### Exercise instructions
From the line with "For the evaluation, point out each instance of the large" through the final line, transcribe the material below character for character; include no other lines.

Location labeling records
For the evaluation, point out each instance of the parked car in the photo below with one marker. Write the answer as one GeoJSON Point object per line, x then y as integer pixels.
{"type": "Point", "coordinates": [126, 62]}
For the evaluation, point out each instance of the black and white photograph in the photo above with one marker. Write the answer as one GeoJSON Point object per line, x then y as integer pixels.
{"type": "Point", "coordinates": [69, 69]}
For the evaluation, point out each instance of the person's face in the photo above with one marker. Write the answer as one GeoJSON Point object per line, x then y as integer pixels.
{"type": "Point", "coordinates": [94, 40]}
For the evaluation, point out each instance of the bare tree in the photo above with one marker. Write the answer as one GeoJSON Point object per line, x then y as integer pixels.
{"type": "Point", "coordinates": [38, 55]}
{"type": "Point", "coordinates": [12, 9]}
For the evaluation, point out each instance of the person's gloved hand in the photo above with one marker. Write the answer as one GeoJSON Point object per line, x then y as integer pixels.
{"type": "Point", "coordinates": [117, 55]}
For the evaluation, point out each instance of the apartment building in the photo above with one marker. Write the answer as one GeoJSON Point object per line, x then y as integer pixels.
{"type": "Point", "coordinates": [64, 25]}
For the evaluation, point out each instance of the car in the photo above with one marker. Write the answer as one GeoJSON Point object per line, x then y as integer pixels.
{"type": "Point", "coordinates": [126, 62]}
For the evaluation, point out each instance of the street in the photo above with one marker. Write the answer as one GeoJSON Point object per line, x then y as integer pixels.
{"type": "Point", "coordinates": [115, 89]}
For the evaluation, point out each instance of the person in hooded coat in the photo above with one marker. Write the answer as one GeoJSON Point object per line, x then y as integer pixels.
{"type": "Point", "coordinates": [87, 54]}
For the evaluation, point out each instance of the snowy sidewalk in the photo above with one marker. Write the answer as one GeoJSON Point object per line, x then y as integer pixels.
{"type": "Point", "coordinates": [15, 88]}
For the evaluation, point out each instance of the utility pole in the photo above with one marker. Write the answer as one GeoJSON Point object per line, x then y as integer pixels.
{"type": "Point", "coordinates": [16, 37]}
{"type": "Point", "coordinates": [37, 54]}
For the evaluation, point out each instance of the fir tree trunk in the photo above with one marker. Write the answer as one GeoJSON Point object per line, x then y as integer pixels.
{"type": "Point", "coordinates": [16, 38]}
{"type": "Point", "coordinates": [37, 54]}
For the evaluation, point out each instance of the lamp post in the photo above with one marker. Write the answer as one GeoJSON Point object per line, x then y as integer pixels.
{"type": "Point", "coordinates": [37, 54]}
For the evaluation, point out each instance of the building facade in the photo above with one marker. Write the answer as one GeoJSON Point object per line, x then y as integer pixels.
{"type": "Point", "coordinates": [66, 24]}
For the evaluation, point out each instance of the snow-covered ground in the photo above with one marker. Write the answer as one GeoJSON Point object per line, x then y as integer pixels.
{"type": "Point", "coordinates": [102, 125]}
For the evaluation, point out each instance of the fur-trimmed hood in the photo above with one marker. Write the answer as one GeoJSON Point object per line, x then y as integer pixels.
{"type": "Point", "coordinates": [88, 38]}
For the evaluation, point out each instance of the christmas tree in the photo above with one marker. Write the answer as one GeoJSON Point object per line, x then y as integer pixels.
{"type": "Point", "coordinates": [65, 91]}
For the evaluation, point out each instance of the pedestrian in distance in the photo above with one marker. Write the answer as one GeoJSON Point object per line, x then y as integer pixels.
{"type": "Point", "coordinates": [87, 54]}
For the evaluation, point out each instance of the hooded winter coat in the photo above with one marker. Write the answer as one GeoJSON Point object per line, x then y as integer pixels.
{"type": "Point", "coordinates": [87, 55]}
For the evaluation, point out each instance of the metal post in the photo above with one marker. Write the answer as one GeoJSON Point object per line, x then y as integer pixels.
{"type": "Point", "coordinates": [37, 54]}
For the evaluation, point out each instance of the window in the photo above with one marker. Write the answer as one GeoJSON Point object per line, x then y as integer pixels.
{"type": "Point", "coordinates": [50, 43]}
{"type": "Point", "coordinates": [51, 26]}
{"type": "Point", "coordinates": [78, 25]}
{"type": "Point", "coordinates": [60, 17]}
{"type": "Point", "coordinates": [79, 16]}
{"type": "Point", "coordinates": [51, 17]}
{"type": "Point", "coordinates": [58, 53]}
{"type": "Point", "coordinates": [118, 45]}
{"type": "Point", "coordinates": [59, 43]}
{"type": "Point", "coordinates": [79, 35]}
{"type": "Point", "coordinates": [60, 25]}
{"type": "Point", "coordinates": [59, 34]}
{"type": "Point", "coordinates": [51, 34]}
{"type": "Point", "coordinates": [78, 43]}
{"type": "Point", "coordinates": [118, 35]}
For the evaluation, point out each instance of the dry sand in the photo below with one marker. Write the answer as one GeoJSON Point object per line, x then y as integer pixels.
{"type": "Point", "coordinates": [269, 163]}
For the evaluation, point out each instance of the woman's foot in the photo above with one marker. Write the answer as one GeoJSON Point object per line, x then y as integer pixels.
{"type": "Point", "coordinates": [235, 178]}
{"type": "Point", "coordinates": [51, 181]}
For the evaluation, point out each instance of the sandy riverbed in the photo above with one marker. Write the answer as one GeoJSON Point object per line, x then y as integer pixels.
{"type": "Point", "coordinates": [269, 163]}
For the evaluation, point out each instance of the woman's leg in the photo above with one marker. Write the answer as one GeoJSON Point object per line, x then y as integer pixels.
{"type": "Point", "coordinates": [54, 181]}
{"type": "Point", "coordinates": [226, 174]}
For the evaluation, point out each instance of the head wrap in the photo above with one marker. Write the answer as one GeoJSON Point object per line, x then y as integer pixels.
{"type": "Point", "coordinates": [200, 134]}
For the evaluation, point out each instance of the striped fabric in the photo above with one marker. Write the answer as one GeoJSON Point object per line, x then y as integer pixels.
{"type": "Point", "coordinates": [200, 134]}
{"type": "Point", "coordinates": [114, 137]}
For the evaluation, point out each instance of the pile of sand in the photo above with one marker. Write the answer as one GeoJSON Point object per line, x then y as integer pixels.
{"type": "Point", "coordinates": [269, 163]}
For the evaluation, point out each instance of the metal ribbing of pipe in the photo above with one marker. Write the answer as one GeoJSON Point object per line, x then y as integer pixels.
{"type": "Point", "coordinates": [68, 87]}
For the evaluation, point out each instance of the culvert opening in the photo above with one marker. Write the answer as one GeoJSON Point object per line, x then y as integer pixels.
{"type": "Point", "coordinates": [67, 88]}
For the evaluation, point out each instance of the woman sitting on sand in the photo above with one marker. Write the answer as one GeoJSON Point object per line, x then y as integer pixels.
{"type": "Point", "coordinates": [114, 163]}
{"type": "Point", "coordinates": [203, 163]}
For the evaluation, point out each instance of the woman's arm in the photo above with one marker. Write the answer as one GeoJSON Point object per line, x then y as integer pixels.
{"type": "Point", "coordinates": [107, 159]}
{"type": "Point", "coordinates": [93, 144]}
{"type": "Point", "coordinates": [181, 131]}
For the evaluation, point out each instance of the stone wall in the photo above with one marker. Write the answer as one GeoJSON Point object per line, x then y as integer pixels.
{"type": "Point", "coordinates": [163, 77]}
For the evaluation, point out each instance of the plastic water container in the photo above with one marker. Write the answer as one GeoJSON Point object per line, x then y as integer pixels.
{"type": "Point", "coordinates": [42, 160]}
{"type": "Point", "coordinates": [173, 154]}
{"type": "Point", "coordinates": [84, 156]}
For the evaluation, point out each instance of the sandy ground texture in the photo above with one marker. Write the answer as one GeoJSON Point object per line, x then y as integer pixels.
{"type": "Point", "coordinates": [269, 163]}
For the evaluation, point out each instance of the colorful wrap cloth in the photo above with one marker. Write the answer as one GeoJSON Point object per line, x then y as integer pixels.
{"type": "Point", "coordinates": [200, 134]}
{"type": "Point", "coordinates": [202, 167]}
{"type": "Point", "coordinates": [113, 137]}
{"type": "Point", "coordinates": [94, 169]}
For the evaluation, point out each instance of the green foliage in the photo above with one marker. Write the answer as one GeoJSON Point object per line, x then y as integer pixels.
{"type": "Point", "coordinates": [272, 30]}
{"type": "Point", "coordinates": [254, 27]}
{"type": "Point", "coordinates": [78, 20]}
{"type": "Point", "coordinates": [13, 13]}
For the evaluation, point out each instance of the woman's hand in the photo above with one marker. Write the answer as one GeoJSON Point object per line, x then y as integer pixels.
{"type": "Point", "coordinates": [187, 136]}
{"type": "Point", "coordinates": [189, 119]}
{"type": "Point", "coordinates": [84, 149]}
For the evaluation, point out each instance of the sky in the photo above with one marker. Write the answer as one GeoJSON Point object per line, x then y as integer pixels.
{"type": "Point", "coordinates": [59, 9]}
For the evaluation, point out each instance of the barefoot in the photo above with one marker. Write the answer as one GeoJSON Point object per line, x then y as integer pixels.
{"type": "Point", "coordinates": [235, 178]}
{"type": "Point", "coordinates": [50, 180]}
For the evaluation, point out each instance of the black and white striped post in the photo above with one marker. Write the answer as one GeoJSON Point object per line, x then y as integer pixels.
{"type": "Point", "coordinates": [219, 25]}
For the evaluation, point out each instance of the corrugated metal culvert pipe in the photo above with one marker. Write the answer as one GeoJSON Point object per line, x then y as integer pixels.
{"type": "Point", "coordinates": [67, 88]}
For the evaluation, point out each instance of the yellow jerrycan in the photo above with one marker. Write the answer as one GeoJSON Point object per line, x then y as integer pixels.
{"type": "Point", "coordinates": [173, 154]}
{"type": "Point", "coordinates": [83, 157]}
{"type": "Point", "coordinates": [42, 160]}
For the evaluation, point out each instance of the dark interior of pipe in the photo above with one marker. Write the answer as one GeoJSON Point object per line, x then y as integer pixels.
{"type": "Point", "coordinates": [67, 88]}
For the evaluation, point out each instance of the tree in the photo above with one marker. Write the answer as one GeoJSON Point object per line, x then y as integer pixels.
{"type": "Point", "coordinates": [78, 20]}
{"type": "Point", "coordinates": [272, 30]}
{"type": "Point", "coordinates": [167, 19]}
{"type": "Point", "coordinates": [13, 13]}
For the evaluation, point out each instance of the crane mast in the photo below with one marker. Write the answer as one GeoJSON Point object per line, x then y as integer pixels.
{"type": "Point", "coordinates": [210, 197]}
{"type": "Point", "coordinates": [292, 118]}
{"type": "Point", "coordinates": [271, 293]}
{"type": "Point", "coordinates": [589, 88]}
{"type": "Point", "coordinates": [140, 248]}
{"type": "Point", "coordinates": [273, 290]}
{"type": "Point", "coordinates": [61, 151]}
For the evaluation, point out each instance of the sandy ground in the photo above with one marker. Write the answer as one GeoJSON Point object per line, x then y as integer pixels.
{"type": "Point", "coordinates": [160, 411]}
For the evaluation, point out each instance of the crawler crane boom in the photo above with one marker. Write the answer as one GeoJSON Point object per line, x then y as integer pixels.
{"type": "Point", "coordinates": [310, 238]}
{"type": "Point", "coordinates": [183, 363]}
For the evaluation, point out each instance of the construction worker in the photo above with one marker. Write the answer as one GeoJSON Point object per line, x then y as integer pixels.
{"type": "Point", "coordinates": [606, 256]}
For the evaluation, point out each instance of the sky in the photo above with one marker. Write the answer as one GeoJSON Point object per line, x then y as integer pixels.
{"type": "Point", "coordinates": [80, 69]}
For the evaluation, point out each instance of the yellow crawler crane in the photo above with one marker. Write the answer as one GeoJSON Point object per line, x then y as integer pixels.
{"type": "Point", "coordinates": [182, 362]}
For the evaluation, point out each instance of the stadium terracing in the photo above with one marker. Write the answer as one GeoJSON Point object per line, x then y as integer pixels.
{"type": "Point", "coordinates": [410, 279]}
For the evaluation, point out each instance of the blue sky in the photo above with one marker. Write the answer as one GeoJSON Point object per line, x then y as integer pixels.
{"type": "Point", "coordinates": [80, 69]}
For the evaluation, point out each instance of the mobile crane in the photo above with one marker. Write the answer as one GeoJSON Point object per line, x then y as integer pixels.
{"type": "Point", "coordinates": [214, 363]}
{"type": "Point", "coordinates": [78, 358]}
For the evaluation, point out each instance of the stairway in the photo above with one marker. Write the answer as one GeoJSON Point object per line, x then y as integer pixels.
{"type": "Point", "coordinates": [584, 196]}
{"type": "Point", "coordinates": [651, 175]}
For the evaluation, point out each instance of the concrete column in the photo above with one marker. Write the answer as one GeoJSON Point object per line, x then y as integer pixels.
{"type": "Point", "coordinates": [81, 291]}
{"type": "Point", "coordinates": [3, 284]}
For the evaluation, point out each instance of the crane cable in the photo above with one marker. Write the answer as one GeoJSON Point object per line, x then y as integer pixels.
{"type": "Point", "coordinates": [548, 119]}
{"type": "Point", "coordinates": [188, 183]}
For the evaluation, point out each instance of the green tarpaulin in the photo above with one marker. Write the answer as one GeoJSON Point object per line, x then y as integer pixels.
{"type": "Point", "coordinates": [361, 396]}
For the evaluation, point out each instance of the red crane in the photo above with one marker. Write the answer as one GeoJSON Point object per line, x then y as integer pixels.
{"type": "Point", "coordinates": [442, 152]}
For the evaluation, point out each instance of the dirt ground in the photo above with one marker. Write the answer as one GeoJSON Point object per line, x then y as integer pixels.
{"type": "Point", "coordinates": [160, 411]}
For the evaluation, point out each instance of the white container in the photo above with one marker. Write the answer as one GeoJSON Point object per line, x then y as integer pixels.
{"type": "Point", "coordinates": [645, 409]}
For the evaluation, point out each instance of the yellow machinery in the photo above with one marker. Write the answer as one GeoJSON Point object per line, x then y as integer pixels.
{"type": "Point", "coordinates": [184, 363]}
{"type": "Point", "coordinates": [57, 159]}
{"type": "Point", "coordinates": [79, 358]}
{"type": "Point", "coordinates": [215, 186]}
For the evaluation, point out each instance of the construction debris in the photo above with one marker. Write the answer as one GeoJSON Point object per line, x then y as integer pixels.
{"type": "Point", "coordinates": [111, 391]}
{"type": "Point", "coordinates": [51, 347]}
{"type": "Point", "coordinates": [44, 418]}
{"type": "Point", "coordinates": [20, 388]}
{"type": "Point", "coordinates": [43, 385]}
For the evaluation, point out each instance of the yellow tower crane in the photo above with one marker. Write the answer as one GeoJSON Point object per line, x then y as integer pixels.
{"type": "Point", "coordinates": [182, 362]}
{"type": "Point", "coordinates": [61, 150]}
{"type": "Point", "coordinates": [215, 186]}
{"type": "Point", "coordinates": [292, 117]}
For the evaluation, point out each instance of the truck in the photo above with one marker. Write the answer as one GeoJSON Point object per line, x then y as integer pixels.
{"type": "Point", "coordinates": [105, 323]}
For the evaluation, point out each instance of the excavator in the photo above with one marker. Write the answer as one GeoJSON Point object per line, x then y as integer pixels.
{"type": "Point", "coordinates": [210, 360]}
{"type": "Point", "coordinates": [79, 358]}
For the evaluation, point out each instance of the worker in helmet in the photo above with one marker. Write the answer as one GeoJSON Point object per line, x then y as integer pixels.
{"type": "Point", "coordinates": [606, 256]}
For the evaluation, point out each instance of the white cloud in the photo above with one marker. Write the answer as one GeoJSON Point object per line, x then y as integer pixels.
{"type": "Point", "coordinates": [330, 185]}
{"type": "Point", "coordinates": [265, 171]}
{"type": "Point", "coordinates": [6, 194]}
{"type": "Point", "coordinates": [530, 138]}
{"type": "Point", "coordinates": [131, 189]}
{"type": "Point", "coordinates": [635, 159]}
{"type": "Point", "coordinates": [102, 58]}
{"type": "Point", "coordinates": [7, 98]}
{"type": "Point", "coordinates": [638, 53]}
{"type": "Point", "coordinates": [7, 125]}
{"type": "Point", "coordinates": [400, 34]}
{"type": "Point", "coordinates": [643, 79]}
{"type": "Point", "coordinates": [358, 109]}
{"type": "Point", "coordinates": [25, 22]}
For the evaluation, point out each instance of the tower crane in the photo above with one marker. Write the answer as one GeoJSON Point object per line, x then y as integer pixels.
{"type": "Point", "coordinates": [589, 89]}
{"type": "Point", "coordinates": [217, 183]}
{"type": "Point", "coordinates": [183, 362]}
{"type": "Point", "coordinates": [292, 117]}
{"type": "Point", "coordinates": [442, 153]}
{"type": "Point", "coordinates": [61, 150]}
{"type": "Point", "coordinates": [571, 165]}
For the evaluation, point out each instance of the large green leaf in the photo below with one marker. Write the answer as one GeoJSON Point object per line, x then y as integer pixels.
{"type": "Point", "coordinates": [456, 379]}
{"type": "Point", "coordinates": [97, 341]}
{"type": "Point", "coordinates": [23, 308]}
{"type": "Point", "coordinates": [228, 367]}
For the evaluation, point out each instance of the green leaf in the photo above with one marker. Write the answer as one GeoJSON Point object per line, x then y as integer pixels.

### Final result
For the evaluation, point out each instance of the large green leaf in the photo below with one marker. Write the answer as one GeoJSON Point object per line, x then y as integer pixels.
{"type": "Point", "coordinates": [456, 379]}
{"type": "Point", "coordinates": [97, 341]}
{"type": "Point", "coordinates": [23, 308]}
{"type": "Point", "coordinates": [228, 367]}
For the evaluation, point out each instance of the green leaf in the photo above with one marker. Write the answer as one GeoJSON Point object per line, x then y as integer pixels.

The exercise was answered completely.